* _What you will do_:
Each entry must be output exactly as it appears.

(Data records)

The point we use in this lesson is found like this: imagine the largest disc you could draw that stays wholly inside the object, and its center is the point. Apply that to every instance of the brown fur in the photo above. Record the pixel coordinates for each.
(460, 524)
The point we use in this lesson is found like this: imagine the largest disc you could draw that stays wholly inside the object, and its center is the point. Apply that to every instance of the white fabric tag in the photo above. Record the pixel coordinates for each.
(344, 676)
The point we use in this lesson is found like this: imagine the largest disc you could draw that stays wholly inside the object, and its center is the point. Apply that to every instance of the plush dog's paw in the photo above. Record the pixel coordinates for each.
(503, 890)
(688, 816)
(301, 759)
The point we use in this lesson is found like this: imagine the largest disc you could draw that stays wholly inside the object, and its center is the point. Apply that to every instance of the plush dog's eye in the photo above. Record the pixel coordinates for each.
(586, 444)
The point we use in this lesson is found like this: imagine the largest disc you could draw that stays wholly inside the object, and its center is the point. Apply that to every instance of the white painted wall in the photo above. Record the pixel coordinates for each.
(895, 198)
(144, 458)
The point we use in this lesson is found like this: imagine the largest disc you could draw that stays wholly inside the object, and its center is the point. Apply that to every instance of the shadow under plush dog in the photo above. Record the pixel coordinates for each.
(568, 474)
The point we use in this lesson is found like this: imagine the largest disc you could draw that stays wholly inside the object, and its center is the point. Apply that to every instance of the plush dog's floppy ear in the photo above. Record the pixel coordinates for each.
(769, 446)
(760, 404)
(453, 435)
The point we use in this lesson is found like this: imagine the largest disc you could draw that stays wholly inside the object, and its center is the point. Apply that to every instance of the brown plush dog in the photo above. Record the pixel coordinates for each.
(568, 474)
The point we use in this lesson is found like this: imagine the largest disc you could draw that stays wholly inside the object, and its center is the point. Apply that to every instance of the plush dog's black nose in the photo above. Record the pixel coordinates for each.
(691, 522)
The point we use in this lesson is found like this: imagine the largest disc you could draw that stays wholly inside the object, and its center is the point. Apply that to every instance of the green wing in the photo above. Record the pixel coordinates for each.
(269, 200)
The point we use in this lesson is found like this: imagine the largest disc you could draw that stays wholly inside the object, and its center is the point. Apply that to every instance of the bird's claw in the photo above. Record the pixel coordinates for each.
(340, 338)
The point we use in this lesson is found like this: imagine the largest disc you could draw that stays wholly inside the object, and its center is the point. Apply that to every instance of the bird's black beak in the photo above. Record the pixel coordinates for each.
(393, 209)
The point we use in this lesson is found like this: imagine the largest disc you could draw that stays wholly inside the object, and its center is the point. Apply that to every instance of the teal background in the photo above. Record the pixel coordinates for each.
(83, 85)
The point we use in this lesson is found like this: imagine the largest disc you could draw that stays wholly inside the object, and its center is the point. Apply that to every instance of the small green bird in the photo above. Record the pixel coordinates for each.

* _Expected answer_:
The point we use in this lesson is found like this: imagine the largest disc you could draw that stays wholly inside the object, and its center is the point. Apply that to every instance of the brown fur in the photo above. Record the pixel coordinates for each.
(460, 524)
The point we use in this lesson is found like this: imagine the largest disc you could draw that stays wholly inside the object, and its center is the point. Apply that to every instance of the white fabric tag in the photo above. Record the pixel coordinates for each.
(344, 676)
The point we use in this lesson is found like this: imagine the largest disc you could draw that stays wholly inside the object, and its center is the point. Apply that to every instance of the plush dog's paw in the photo above. Record the pixel coordinates for each.
(503, 890)
(688, 816)
(301, 759)
The point we use in this lesson is found like this: imagine the largest disc you could draw that stays wholly inside the object, and its center is the point. Apply that to every instance of the plush dog's eye in the photo above. Record the pixel coordinates for each.
(586, 444)
The point we use in this lesson is found like this: imagine the largest disc you could draw that stays wholly inside the object, and its center is the point. Apply that to every instance of the white painted wall in the photo above. Record the pixel coordinates for each.
(895, 198)
(144, 458)
The point we use in this lesson is found like this: imagine the largest disc you could draw that stays wholly inside the object, and its center is the point. Apply that to every instance of the shadow under plush dog in the photo above. Record the pixel coordinates for each.
(568, 474)
The point we use in this lesson is found like this: imagine the largest disc you could draw that stays wholly inside the object, and its center is the point. Apply that to every instance of the plush dog's floppy ear in the photo above. Record the pixel coordinates for each.
(769, 446)
(760, 404)
(453, 435)
The point we use in this lesson is found like this: imagine the largest disc you could draw that stays wholly inside the object, and its center is the point. Apply that to every instance of the brown plush dog in the photo above. Record the pixel coordinates for each.
(568, 474)
The point we use in this lesson is found like this: imagine the largest disc you could draw that stays wholly inside the object, and its center is the point. Apply that to every instance of the plush dog's black nose in the photo above. Record the pixel coordinates for each.
(691, 522)
The point we use in this lesson is found like this: imagine the largest disc you could draw that stays wholly inside the object, and its center is the point. Apply that to every instance of the green wing in the photo above. Record the pixel coordinates for each.
(269, 200)
The point we use in this lesson is found like this: imagine the largest disc you could draw that stays wholly inside the object, and its center is the point. Apply that to every instance of the bird's claw in the photo above. Record the pixel coordinates for each.
(340, 338)
The point we use in this lesson is found like this: imagine the largest disc you could draw that stays wholly inside the object, and its center is the point. Apply that to every instance of the bird's black beak in the photo above. Record the pixel coordinates for each.
(393, 209)
The point we use in this lesson is found like this: imagine the largest disc you could draw that stays wholly inside the object, and its center is the point. Apply that to every instance of the teal background in the photo above. Record the pixel coordinates for each.
(83, 85)
The point we use in this lesson is found like this: imagine the largest disc you could draw that stays wholly inside the object, and its center is the point. Apply that to every instance of the small green bird in the photo above. Record the pixel coordinates for each.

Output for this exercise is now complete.